» WORK REQUIRED: Please write out every line of the listing below as a numbered list, leaving out any blank lines.

» LISTING:
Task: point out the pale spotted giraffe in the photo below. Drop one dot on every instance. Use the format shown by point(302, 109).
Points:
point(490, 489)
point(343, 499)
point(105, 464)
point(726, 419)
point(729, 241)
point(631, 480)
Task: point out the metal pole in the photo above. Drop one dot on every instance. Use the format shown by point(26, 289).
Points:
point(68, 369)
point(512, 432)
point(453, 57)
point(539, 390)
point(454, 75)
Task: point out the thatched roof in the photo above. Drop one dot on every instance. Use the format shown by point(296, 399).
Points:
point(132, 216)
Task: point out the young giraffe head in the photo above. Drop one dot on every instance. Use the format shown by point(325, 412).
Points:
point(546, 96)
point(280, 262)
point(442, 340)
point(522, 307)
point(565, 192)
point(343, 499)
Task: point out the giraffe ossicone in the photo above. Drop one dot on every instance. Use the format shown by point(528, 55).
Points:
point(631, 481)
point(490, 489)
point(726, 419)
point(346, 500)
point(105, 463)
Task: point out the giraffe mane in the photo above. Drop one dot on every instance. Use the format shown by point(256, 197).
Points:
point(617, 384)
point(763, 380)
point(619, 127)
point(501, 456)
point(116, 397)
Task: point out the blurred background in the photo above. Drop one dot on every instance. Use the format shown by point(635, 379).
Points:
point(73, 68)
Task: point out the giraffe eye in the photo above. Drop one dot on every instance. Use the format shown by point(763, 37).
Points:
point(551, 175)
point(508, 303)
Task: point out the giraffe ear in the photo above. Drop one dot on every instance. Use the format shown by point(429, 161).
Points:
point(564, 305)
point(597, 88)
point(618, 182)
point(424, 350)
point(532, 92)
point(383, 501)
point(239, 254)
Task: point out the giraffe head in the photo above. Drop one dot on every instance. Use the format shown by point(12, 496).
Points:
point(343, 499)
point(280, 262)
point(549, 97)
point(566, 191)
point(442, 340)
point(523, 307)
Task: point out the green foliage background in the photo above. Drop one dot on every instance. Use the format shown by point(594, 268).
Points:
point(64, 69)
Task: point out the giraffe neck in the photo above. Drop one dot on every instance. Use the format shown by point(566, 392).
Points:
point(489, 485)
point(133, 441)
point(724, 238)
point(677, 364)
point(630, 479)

» COMPLETE RESPONSE:
1. Task: point out the pale spotted giraffe in the photo below. Drop one dot on every instance. Use the format shown by point(302, 109).
2. Points:
3. point(490, 489)
4. point(343, 499)
5. point(105, 464)
6. point(726, 419)
7. point(729, 241)
8. point(631, 480)
9. Task: point out the metal pole in the photo above. Drop one dot on every instance. Use the format shown by point(26, 289).
10. Points:
11. point(68, 369)
12. point(512, 432)
13. point(453, 57)
14. point(539, 390)
15. point(454, 75)
16. Task: point out the thatched roof in the photo above. Drop one dot on every instance. Use the format shown by point(296, 399).
17. Points:
18. point(132, 216)
19. Task: point out the young giraffe head in the photo above. Drop one dot on every instance. Use the format shown by point(325, 412).
20. Points:
21. point(546, 96)
22. point(280, 262)
23. point(442, 340)
24. point(522, 307)
25. point(565, 192)
26. point(343, 499)
27. Task: point out the giraffe ossicone in the photo above. Drop one dot on every instance. Use the format shown by point(528, 55).
28. Points:
29. point(631, 481)
30. point(490, 489)
31. point(726, 419)
32. point(346, 500)
33. point(105, 463)
34. Task: point out the giraffe mane in the photo above. Drop one dot on every instance. Use the format shown by point(256, 197).
35. Points:
36. point(617, 384)
37. point(763, 380)
38. point(619, 127)
39. point(501, 456)
40. point(116, 397)
41. Task: point out the blurred background in the photo above. Drop one dot on every instance. Use the format shown by point(635, 379).
42. Points:
43. point(73, 68)
44. Task: point out the giraffe eye in the photo above. Drop one dot on every instance. Use the format shown by point(763, 37).
45. Points:
46. point(551, 175)
47. point(508, 303)
48. Task: point out the giraffe ear in the photo above. Drop one dot on every instance. Use the format shown by point(429, 161).
49. Points:
50. point(564, 305)
51. point(597, 88)
52. point(618, 182)
53. point(424, 350)
54. point(532, 92)
55. point(383, 501)
56. point(239, 254)
57. Task: point out the giraffe head in the photo above. Drop one dot on every instance. Use the format shown by point(12, 496).
58. Points:
59. point(343, 499)
60. point(280, 262)
61. point(549, 97)
62. point(566, 191)
63. point(442, 340)
64. point(523, 307)
65. Task: point out the green foliage background in the photo above. Drop one dot on every instance. Use the format shown by point(594, 268).
66. Points:
67. point(64, 69)
68. Task: point out the giraffe neck in the photo above. Drop one dot on every instance. Use the format shown by point(566, 392).
69. Points:
70. point(489, 485)
71. point(133, 441)
72. point(724, 238)
73. point(677, 364)
74. point(630, 479)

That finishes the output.